__WHAT IS ASKED__. Pick out every line in the rows below that contains the word "jacket", and copy each of those lines in full.

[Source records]
Start

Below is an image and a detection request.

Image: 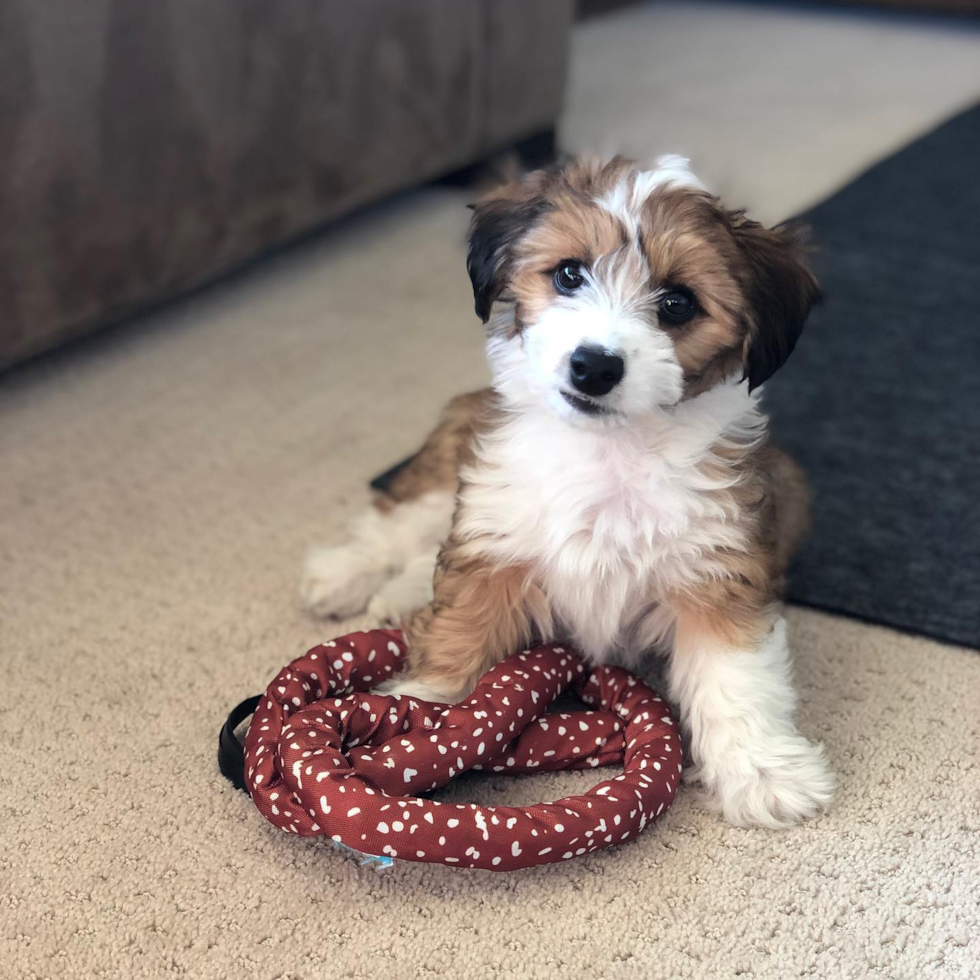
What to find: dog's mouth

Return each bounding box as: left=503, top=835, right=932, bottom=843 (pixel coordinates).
left=559, top=388, right=614, bottom=416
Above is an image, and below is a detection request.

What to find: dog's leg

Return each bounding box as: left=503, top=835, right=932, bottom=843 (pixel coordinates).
left=382, top=546, right=551, bottom=701
left=668, top=609, right=834, bottom=827
left=300, top=490, right=454, bottom=617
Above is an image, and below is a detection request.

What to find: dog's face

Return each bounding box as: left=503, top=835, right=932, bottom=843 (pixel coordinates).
left=467, top=157, right=818, bottom=424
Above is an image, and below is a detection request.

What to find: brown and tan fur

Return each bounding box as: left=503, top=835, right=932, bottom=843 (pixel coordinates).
left=378, top=158, right=815, bottom=692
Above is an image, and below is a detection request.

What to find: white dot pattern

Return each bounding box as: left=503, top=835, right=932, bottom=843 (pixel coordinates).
left=245, top=630, right=682, bottom=871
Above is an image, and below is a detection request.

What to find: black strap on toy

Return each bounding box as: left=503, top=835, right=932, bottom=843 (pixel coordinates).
left=218, top=694, right=262, bottom=793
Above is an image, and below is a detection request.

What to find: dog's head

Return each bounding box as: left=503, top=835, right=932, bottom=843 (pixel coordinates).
left=467, top=157, right=818, bottom=421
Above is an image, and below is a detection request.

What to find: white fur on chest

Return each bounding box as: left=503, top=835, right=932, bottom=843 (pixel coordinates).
left=458, top=386, right=764, bottom=660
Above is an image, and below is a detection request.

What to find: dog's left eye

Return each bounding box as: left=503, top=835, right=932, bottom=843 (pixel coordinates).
left=555, top=260, right=585, bottom=293
left=660, top=286, right=697, bottom=323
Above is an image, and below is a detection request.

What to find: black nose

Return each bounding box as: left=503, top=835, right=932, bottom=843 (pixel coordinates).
left=569, top=347, right=625, bottom=397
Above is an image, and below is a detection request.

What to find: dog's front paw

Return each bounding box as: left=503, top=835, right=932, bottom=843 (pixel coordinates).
left=691, top=733, right=835, bottom=827
left=368, top=553, right=436, bottom=626
left=375, top=674, right=460, bottom=704
left=300, top=546, right=388, bottom=619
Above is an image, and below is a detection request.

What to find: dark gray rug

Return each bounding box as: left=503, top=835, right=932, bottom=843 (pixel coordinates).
left=765, top=106, right=980, bottom=647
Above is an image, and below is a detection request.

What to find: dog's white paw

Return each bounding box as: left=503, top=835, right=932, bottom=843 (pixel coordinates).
left=300, top=545, right=388, bottom=618
left=690, top=733, right=835, bottom=828
left=367, top=554, right=436, bottom=626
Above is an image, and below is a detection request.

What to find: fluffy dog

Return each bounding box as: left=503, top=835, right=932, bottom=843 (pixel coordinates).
left=303, top=157, right=833, bottom=826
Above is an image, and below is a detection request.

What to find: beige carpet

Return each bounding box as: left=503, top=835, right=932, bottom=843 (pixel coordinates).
left=0, top=4, right=980, bottom=980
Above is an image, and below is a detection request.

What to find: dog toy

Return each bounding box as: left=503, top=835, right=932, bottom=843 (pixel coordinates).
left=219, top=630, right=682, bottom=871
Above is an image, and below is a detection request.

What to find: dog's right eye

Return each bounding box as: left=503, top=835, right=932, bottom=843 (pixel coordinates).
left=555, top=260, right=585, bottom=293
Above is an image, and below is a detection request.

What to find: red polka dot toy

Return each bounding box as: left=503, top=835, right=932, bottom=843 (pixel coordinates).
left=219, top=630, right=682, bottom=871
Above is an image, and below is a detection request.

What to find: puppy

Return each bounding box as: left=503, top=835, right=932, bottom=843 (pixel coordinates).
left=303, top=156, right=833, bottom=827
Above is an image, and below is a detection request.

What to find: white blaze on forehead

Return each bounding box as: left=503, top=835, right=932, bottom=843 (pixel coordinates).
left=596, top=153, right=705, bottom=228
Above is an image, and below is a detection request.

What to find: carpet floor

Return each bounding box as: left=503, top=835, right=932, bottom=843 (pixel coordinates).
left=0, top=3, right=980, bottom=980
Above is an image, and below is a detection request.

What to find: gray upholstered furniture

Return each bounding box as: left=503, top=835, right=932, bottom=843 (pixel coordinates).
left=0, top=0, right=572, bottom=366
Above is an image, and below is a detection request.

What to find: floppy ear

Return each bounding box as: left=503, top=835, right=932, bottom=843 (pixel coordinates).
left=733, top=216, right=820, bottom=391
left=466, top=193, right=546, bottom=323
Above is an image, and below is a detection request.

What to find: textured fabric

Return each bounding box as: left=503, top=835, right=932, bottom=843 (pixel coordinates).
left=245, top=630, right=683, bottom=871
left=0, top=0, right=571, bottom=366
left=765, top=107, right=980, bottom=647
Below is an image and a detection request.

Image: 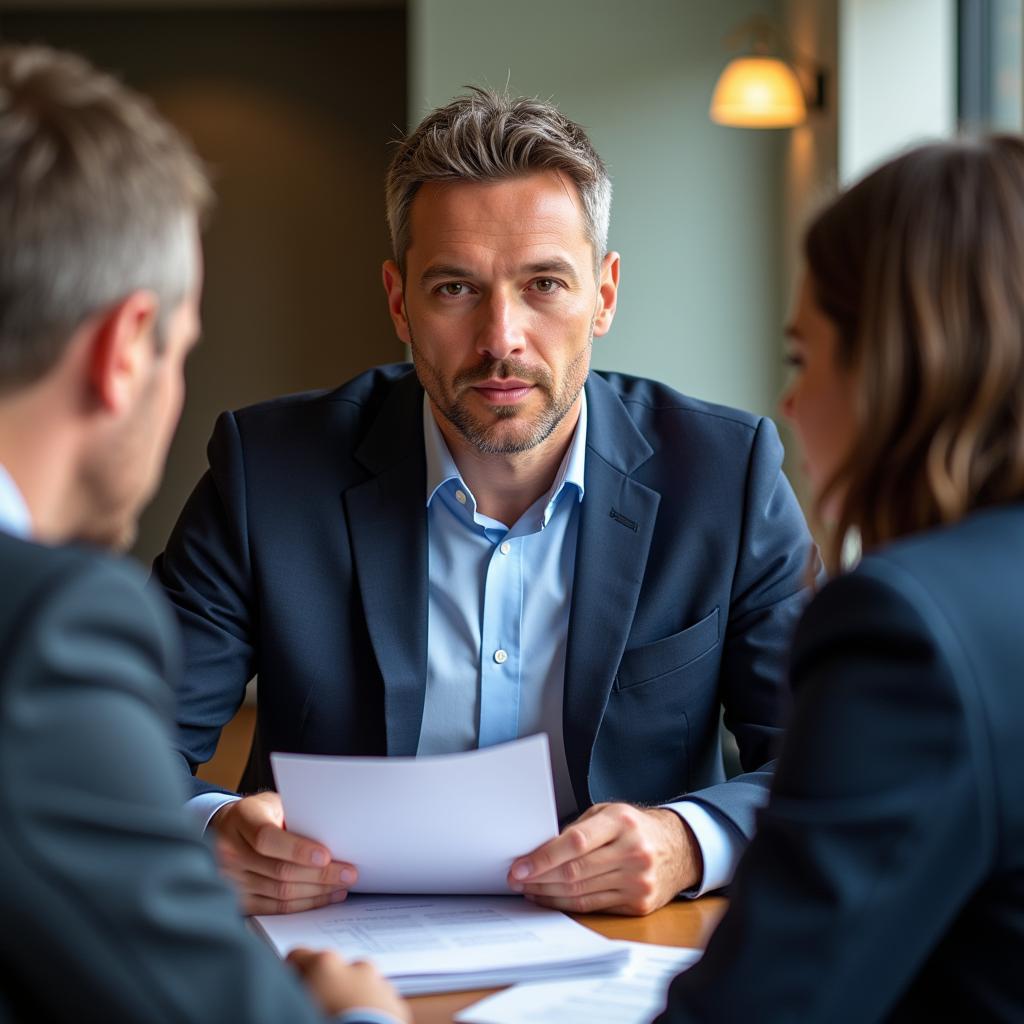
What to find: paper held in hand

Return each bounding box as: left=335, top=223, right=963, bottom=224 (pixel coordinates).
left=270, top=733, right=558, bottom=894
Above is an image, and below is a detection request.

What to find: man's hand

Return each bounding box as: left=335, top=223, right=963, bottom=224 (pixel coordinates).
left=208, top=793, right=356, bottom=913
left=508, top=804, right=703, bottom=914
left=288, top=949, right=413, bottom=1024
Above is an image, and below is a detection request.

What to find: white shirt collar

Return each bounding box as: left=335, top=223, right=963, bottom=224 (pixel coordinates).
left=0, top=463, right=32, bottom=540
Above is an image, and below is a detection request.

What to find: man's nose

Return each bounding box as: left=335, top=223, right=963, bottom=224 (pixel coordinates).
left=476, top=290, right=526, bottom=359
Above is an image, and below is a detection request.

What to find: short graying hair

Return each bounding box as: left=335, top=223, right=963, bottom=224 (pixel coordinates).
left=385, top=87, right=611, bottom=274
left=0, top=46, right=211, bottom=392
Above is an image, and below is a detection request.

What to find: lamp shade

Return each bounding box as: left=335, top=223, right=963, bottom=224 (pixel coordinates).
left=711, top=57, right=807, bottom=128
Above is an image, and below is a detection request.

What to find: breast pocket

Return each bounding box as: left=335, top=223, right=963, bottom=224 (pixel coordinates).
left=615, top=607, right=719, bottom=690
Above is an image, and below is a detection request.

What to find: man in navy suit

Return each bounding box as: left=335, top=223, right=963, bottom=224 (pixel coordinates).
left=156, top=91, right=811, bottom=913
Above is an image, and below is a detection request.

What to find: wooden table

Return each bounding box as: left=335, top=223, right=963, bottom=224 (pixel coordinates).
left=410, top=896, right=726, bottom=1024
left=199, top=705, right=726, bottom=1024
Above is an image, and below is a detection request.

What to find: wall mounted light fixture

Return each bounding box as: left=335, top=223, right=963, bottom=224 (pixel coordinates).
left=710, top=17, right=824, bottom=128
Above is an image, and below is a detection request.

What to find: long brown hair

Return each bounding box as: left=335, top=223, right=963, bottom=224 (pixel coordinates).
left=804, top=135, right=1024, bottom=571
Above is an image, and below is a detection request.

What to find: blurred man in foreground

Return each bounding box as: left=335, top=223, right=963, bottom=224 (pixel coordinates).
left=0, top=41, right=407, bottom=1024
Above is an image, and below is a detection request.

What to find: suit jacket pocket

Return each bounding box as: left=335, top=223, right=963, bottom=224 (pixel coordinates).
left=615, top=607, right=718, bottom=690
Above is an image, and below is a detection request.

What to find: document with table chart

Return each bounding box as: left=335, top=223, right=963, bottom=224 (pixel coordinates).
left=455, top=942, right=701, bottom=1024
left=252, top=895, right=629, bottom=995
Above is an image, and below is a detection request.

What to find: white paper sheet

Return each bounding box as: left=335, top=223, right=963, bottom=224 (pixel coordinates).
left=252, top=896, right=628, bottom=995
left=455, top=942, right=701, bottom=1024
left=270, top=733, right=558, bottom=894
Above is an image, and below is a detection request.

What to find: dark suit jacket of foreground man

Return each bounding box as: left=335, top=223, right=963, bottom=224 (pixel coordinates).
left=659, top=505, right=1024, bottom=1024
left=156, top=366, right=810, bottom=835
left=0, top=532, right=339, bottom=1024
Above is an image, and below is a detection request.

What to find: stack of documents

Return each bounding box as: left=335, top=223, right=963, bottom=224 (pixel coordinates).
left=455, top=942, right=701, bottom=1024
left=252, top=896, right=629, bottom=995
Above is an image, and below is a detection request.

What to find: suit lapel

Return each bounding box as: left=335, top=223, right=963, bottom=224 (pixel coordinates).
left=342, top=373, right=427, bottom=757
left=562, top=374, right=660, bottom=808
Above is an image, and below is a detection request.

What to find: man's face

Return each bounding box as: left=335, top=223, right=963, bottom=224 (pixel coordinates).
left=384, top=171, right=618, bottom=454
left=85, top=237, right=202, bottom=550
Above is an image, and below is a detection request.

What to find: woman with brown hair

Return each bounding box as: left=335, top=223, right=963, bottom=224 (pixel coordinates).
left=660, top=136, right=1024, bottom=1022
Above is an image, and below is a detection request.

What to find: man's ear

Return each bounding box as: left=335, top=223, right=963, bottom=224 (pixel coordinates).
left=594, top=253, right=620, bottom=338
left=89, top=291, right=159, bottom=413
left=381, top=259, right=413, bottom=345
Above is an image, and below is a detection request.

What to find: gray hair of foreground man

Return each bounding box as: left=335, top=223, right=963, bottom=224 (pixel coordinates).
left=385, top=88, right=611, bottom=274
left=0, top=46, right=211, bottom=392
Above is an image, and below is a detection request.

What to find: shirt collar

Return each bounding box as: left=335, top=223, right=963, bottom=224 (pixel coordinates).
left=423, top=391, right=587, bottom=524
left=0, top=464, right=32, bottom=540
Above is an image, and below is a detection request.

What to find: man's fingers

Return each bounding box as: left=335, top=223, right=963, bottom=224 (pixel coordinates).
left=527, top=889, right=641, bottom=914
left=242, top=890, right=348, bottom=914
left=509, top=805, right=618, bottom=885
left=522, top=868, right=626, bottom=899
left=217, top=841, right=358, bottom=889
left=233, top=871, right=348, bottom=903
left=238, top=815, right=331, bottom=867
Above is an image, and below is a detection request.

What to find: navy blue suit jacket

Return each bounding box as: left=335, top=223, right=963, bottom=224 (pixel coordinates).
left=155, top=366, right=811, bottom=835
left=659, top=505, right=1024, bottom=1024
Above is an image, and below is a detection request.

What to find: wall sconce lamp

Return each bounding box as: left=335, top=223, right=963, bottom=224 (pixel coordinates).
left=710, top=16, right=825, bottom=128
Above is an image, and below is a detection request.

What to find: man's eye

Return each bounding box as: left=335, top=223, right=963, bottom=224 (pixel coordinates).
left=534, top=278, right=561, bottom=295
left=438, top=281, right=466, bottom=298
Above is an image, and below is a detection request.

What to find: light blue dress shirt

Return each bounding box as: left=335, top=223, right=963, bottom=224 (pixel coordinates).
left=188, top=392, right=742, bottom=896
left=417, top=397, right=587, bottom=817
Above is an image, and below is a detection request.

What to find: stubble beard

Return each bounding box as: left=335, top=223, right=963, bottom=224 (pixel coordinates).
left=410, top=325, right=594, bottom=455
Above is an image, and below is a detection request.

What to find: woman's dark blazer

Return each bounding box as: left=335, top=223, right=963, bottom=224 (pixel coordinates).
left=659, top=505, right=1024, bottom=1024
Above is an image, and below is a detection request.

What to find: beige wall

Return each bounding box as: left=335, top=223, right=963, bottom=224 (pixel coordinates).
left=0, top=9, right=406, bottom=561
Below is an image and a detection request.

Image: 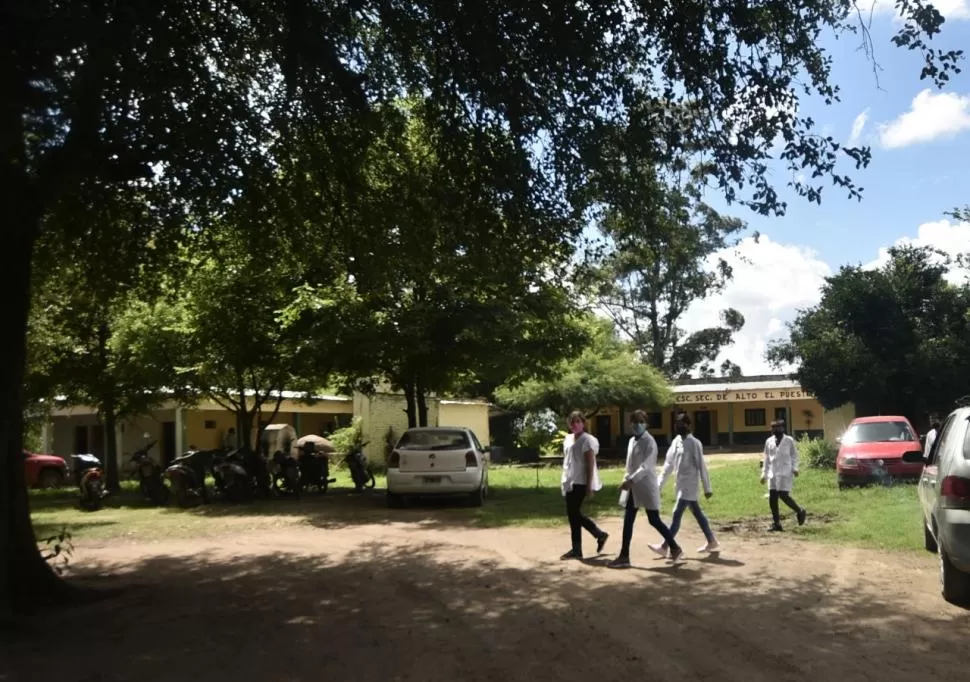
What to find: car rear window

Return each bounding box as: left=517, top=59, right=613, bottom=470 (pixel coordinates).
left=842, top=422, right=916, bottom=445
left=397, top=429, right=471, bottom=450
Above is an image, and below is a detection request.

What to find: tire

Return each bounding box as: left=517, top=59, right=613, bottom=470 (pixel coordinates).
left=923, top=522, right=938, bottom=554
left=938, top=545, right=970, bottom=608
left=37, top=469, right=64, bottom=489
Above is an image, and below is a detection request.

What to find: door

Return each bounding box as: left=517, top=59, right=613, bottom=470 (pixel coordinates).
left=593, top=414, right=613, bottom=448
left=694, top=410, right=711, bottom=445
left=160, top=422, right=175, bottom=466
left=74, top=426, right=88, bottom=455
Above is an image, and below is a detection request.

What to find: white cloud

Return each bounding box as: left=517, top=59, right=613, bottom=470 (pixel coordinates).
left=879, top=88, right=970, bottom=149
left=846, top=109, right=869, bottom=147
left=863, top=220, right=970, bottom=284
left=682, top=235, right=832, bottom=374
left=681, top=220, right=970, bottom=375
left=859, top=0, right=970, bottom=22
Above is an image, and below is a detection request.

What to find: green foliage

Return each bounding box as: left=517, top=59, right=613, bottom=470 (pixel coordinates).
left=797, top=434, right=839, bottom=469
left=496, top=318, right=672, bottom=417
left=769, top=242, right=970, bottom=421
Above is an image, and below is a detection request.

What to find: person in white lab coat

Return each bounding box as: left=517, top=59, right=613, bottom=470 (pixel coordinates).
left=560, top=410, right=609, bottom=560
left=609, top=410, right=684, bottom=568
left=923, top=414, right=940, bottom=461
left=650, top=414, right=721, bottom=554
left=761, top=419, right=807, bottom=532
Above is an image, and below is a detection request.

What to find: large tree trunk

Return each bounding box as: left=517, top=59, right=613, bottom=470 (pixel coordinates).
left=0, top=214, right=72, bottom=620
left=402, top=382, right=418, bottom=429
left=414, top=374, right=428, bottom=426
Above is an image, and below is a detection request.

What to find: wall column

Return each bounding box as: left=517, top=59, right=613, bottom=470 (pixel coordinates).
left=175, top=407, right=186, bottom=457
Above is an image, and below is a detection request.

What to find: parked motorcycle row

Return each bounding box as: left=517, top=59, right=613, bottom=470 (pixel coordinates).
left=71, top=441, right=374, bottom=511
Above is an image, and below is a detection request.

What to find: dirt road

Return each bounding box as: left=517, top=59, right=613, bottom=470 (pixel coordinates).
left=0, top=519, right=970, bottom=682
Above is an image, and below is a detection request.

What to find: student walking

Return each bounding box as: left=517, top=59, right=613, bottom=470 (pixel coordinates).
left=650, top=414, right=721, bottom=554
left=609, top=410, right=684, bottom=568
left=560, top=410, right=609, bottom=560
left=761, top=419, right=808, bottom=533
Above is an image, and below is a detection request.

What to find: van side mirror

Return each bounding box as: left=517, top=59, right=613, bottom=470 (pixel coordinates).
left=903, top=450, right=926, bottom=464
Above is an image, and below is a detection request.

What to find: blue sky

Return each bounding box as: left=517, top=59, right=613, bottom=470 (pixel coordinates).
left=620, top=0, right=970, bottom=374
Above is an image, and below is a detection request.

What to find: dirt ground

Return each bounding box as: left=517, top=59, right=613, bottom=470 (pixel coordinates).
left=0, top=518, right=970, bottom=682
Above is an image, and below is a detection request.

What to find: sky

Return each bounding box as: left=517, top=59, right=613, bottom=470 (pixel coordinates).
left=681, top=0, right=970, bottom=375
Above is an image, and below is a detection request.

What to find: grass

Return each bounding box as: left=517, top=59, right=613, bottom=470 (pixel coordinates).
left=31, top=457, right=923, bottom=551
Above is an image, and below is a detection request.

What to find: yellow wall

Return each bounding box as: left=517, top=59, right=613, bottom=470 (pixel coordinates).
left=438, top=402, right=489, bottom=446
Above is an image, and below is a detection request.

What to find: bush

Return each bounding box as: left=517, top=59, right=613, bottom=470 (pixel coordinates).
left=798, top=434, right=839, bottom=469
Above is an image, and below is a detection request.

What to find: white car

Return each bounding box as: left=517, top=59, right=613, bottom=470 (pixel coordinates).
left=903, top=407, right=970, bottom=608
left=387, top=426, right=488, bottom=507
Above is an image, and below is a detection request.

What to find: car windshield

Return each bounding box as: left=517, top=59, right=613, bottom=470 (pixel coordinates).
left=842, top=422, right=916, bottom=445
left=397, top=429, right=471, bottom=450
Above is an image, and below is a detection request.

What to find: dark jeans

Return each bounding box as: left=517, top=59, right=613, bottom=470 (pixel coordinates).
left=768, top=490, right=802, bottom=526
left=670, top=499, right=714, bottom=542
left=620, top=493, right=678, bottom=558
left=566, top=484, right=605, bottom=554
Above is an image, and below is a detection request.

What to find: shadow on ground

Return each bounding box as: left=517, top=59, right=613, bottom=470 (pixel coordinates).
left=0, top=536, right=970, bottom=682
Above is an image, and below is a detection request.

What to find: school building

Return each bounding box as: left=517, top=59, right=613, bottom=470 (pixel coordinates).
left=41, top=391, right=491, bottom=467
left=591, top=375, right=855, bottom=451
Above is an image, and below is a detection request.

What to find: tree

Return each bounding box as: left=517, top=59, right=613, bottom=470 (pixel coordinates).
left=496, top=318, right=673, bottom=416
left=584, top=147, right=744, bottom=379
left=0, top=0, right=960, bottom=614
left=769, top=246, right=970, bottom=420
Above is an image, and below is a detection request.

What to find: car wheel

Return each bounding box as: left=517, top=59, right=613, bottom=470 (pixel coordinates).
left=939, top=545, right=970, bottom=607
left=923, top=523, right=937, bottom=554
left=37, top=469, right=64, bottom=488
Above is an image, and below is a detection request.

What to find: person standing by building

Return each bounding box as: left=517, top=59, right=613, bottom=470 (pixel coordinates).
left=560, top=410, right=609, bottom=560
left=609, top=410, right=683, bottom=568
left=650, top=414, right=721, bottom=554
left=761, top=419, right=807, bottom=532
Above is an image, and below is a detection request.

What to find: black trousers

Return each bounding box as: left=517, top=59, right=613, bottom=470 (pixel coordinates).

End

__RESPONSE__.
What to find: suit jacket pocket
What to find: dark suit jacket of foreground man
What to find: navy blue suit jacket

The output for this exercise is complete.